* Job:
Copy out in full every line below that contains the word "black". Case counts, so only count matches with the same capital and small letters.

::::::

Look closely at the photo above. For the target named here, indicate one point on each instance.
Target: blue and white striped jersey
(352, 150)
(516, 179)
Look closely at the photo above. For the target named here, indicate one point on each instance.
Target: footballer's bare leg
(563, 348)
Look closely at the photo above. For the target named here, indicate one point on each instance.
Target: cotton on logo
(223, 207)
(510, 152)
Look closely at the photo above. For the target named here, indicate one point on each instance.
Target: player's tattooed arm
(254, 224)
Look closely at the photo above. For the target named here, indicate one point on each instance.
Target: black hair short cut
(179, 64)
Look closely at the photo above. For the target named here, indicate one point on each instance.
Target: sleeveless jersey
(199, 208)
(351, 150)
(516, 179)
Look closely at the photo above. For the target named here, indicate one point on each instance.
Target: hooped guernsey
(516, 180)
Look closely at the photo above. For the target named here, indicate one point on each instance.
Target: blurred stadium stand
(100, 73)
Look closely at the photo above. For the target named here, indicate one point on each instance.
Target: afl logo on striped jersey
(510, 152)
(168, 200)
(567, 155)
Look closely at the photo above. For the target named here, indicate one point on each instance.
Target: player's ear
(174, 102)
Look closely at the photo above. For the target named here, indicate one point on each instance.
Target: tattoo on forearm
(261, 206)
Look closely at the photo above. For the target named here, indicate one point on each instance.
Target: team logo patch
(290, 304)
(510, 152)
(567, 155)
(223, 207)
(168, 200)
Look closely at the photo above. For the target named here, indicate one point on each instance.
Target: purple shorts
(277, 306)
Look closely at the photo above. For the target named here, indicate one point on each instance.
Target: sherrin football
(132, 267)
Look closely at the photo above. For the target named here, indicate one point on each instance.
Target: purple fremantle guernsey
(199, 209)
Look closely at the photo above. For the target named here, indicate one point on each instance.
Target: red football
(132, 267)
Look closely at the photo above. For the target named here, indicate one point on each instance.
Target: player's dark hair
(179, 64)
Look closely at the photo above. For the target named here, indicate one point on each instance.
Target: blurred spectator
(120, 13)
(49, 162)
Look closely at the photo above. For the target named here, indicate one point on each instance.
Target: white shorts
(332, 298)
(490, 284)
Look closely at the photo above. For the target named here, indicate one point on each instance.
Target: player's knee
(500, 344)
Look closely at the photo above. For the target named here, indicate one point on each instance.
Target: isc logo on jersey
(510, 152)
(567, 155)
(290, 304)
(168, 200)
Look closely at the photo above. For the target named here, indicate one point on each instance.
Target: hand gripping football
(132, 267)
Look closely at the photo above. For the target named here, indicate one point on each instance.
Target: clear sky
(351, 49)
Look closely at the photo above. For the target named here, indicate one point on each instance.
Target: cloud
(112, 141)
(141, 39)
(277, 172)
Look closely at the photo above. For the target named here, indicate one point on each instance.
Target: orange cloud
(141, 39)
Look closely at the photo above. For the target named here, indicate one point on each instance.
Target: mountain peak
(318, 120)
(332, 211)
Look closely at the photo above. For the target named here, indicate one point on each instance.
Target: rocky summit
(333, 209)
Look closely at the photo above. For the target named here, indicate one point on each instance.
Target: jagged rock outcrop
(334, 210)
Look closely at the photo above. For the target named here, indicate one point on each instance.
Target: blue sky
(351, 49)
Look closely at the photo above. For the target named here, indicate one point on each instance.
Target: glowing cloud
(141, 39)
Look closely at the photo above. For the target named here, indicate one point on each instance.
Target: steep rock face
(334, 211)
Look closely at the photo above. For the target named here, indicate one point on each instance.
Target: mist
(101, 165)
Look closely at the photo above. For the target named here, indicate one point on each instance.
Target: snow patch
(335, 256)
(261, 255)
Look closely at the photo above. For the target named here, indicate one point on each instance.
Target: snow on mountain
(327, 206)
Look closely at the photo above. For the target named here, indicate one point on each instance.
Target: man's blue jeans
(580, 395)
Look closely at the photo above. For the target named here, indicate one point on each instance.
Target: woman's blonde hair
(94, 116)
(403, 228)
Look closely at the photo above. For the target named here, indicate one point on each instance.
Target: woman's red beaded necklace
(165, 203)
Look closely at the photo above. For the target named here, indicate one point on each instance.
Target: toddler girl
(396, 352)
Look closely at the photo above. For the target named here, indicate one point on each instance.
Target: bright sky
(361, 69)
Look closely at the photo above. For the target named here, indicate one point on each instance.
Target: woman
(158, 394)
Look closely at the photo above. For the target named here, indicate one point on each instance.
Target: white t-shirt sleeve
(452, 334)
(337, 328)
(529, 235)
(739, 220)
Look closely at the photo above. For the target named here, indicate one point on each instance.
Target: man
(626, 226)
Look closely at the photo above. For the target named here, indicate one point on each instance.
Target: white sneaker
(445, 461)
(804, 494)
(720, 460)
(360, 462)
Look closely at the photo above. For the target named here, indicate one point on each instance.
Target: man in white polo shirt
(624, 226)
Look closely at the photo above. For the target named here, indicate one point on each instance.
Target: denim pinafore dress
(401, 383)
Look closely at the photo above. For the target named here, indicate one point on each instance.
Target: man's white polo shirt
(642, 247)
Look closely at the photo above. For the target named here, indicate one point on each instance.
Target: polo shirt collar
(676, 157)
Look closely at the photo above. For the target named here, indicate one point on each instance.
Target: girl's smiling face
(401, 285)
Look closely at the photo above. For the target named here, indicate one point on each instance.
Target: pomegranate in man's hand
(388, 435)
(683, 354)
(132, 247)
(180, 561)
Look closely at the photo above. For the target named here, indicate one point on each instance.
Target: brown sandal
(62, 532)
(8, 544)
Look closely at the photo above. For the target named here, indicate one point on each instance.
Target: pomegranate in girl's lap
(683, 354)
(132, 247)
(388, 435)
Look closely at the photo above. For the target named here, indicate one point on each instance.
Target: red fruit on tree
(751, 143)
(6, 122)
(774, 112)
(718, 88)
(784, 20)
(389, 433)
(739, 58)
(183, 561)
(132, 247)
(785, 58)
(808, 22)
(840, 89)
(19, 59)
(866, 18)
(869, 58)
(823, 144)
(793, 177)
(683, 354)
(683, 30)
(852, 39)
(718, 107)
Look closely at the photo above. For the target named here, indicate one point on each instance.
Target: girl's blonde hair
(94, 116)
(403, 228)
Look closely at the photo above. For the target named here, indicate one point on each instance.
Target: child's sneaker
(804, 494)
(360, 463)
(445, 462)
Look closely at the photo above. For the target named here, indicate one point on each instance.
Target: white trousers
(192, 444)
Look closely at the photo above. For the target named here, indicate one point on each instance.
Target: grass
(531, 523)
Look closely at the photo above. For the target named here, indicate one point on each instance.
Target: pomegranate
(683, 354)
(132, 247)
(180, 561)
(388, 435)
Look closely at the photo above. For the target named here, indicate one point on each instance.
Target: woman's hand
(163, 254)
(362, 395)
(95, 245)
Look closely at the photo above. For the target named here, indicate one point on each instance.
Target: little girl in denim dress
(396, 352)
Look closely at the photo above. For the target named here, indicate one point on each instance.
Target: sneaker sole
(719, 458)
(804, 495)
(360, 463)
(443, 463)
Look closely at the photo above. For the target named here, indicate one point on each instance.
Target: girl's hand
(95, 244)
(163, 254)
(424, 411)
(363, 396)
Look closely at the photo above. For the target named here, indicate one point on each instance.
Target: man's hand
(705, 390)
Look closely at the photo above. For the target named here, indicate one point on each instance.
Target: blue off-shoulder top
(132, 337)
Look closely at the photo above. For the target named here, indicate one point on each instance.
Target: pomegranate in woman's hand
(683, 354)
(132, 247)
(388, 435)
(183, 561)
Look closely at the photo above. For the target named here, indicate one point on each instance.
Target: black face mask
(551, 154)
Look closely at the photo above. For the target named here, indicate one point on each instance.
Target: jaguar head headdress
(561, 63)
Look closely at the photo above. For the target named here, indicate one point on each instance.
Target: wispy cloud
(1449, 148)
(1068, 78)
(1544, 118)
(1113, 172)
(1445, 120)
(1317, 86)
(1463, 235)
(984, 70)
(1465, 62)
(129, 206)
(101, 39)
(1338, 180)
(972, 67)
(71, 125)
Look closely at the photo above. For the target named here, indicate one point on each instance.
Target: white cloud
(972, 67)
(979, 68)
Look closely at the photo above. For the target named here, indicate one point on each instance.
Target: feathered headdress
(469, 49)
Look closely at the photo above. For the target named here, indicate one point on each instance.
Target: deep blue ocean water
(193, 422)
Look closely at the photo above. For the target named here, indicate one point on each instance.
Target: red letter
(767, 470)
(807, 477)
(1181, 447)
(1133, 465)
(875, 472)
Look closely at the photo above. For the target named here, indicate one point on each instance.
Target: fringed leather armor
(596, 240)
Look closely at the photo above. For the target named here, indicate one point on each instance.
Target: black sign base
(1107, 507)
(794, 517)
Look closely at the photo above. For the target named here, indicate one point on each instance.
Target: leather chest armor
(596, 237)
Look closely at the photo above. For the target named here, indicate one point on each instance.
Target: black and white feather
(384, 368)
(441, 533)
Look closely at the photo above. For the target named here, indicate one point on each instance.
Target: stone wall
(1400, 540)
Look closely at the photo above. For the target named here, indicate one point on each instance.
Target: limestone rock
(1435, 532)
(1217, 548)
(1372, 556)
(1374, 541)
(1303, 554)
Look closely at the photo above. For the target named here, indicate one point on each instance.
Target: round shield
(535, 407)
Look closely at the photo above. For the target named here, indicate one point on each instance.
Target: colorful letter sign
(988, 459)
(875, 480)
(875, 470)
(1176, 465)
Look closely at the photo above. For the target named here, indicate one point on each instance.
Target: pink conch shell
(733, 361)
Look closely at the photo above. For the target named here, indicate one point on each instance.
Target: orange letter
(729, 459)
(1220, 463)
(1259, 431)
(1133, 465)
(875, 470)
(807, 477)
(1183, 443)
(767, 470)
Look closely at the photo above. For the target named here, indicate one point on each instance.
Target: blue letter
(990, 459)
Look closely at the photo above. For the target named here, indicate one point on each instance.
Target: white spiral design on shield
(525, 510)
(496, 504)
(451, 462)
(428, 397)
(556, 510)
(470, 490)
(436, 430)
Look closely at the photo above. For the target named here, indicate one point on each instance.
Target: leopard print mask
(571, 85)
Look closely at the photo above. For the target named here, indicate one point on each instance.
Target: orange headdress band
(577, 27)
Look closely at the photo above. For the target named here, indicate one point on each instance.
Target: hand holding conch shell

::::::

* Written response:
Target: black hair short cut
Target: black face mask
Target: black sign base
Target: black and white feather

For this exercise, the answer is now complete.